◆ **DIRECTIONS**:
"pedestrian" appears in how many lines of the entries? State only the number.
[[ MATERIAL SHOWN open ]]
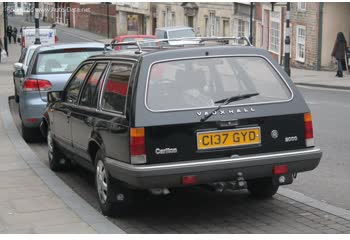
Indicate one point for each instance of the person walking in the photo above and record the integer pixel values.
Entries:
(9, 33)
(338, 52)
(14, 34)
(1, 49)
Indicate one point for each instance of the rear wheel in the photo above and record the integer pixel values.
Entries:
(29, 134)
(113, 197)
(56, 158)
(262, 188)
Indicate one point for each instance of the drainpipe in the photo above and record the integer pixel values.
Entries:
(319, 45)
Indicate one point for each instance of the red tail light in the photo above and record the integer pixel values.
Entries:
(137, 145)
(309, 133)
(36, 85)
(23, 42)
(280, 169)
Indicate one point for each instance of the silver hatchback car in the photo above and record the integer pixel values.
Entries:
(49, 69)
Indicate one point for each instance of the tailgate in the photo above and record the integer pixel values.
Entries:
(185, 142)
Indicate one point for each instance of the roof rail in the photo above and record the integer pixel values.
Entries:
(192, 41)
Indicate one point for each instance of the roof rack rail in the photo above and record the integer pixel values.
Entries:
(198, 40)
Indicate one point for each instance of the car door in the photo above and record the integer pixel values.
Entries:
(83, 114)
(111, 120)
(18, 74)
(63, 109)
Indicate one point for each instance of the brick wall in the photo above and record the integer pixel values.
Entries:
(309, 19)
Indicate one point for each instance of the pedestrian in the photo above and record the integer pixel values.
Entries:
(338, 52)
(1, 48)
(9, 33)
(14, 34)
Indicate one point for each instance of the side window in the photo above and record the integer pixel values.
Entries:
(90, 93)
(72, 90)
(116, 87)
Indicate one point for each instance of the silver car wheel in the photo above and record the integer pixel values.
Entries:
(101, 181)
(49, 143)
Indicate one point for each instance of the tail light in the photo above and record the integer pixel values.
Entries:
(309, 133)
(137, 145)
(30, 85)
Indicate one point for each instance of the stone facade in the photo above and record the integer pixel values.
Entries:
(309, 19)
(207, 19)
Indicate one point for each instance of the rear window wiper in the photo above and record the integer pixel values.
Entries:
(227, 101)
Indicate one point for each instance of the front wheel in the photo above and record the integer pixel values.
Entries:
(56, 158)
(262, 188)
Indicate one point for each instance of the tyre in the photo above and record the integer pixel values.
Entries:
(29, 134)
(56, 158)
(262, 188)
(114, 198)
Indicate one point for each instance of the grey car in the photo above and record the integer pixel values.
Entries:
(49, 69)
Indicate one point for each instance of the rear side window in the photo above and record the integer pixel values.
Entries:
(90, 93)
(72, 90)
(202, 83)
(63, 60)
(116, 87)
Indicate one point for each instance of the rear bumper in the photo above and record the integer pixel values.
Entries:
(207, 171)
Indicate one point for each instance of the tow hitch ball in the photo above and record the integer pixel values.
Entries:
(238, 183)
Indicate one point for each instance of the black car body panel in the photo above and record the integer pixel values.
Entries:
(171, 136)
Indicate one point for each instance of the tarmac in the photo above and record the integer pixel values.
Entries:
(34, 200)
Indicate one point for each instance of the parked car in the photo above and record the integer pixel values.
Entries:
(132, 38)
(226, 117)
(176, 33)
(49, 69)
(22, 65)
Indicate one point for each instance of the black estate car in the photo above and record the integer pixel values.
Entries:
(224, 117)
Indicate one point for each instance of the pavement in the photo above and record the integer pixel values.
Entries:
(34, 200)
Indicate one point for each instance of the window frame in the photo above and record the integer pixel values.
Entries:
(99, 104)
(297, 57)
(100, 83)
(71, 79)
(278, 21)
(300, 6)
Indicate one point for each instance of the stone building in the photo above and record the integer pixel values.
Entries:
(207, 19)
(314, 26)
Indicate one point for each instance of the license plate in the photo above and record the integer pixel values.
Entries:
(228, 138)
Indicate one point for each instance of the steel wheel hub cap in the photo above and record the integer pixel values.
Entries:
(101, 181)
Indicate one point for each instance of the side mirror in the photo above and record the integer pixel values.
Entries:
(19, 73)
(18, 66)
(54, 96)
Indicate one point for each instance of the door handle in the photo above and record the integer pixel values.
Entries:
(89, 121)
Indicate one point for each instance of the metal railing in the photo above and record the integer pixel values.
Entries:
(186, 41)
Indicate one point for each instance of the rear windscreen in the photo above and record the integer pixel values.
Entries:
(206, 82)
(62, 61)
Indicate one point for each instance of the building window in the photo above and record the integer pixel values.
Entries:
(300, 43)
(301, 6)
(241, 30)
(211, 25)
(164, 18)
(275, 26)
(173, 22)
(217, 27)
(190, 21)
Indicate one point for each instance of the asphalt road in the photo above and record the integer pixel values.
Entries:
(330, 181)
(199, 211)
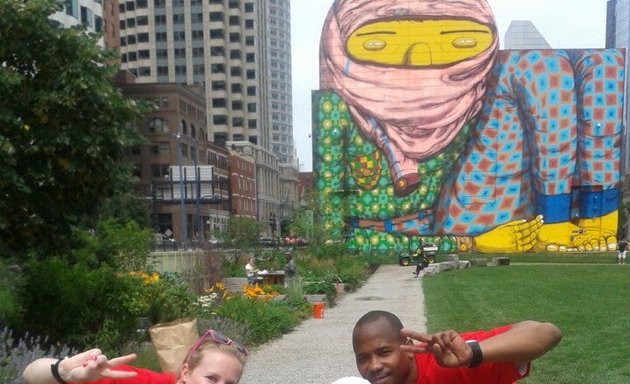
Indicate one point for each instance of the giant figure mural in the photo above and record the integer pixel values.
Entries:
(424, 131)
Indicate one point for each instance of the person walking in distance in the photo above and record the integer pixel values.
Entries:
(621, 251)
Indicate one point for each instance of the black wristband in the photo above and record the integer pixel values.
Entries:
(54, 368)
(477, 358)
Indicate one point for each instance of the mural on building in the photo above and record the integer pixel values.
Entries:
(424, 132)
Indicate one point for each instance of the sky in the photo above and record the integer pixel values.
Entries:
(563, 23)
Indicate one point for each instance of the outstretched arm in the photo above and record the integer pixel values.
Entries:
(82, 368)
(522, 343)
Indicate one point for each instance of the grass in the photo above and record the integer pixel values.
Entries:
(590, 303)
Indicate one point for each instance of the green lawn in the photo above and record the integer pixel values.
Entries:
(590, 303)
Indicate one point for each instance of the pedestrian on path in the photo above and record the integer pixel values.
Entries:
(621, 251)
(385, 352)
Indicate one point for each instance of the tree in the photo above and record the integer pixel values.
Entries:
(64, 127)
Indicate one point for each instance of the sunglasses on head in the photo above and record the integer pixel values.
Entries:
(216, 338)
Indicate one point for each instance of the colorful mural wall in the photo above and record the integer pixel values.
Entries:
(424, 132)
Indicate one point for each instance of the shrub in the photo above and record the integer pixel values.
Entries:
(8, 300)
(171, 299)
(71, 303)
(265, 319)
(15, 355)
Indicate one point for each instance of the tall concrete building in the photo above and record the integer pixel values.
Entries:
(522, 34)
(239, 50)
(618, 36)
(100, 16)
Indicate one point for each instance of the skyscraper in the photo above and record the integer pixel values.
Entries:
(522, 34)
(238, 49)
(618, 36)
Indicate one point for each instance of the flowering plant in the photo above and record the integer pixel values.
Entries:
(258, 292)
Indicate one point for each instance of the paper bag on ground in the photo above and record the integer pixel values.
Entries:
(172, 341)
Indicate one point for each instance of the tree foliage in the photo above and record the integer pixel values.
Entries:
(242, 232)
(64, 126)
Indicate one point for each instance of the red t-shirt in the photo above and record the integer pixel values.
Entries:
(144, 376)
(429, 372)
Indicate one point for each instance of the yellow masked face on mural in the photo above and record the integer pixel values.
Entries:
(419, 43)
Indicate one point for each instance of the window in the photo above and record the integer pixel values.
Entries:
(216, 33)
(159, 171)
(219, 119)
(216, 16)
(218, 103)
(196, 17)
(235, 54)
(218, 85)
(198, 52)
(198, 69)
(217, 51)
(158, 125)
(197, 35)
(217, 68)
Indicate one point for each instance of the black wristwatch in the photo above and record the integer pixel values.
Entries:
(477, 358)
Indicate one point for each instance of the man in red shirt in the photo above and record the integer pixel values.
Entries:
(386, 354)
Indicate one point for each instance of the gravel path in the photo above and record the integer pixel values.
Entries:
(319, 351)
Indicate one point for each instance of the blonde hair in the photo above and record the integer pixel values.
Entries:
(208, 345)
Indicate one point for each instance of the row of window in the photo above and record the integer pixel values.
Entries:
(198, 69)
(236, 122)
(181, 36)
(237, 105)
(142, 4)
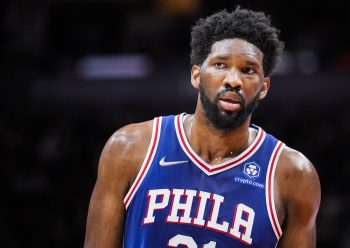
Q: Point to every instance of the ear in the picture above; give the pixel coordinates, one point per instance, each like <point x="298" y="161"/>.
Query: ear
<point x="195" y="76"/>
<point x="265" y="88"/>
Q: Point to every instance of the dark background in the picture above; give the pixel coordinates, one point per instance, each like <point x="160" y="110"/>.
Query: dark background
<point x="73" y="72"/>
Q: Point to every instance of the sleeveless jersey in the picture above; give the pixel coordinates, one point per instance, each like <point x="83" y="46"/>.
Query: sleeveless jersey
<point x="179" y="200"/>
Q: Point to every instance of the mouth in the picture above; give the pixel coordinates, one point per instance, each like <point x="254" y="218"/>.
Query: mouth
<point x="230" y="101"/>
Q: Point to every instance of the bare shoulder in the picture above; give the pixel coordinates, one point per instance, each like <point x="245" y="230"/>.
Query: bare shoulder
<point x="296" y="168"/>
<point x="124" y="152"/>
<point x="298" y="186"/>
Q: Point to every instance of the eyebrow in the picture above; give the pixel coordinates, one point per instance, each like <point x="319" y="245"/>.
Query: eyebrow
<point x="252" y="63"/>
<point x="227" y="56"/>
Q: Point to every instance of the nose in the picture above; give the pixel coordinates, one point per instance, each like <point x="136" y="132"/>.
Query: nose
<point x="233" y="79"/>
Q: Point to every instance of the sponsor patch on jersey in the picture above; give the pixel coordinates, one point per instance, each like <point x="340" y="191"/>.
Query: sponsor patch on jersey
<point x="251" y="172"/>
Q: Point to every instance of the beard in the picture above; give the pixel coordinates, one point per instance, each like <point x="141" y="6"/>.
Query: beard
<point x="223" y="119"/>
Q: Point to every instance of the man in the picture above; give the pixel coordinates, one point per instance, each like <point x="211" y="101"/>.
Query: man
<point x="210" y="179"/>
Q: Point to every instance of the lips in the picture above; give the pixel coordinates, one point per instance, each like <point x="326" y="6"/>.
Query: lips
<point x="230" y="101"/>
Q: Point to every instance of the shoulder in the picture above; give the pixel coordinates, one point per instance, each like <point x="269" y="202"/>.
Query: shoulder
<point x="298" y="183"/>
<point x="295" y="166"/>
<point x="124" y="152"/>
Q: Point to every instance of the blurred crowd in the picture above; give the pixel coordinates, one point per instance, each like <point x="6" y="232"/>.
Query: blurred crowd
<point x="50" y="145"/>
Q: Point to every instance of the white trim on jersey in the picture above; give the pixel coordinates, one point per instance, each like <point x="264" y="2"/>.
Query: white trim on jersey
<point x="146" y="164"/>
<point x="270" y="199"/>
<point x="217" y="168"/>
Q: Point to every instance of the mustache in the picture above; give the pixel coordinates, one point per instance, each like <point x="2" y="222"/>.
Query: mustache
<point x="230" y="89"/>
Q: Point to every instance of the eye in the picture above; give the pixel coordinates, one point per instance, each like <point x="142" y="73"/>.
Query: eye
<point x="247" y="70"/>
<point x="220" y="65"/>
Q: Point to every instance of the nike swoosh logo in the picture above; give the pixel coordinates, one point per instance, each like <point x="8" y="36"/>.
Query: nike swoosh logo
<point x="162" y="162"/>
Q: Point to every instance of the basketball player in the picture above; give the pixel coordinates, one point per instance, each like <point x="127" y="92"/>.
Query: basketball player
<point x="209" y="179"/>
[[ MATERIAL SHOWN closed ]]
◆ **TASK RESPONSE**:
2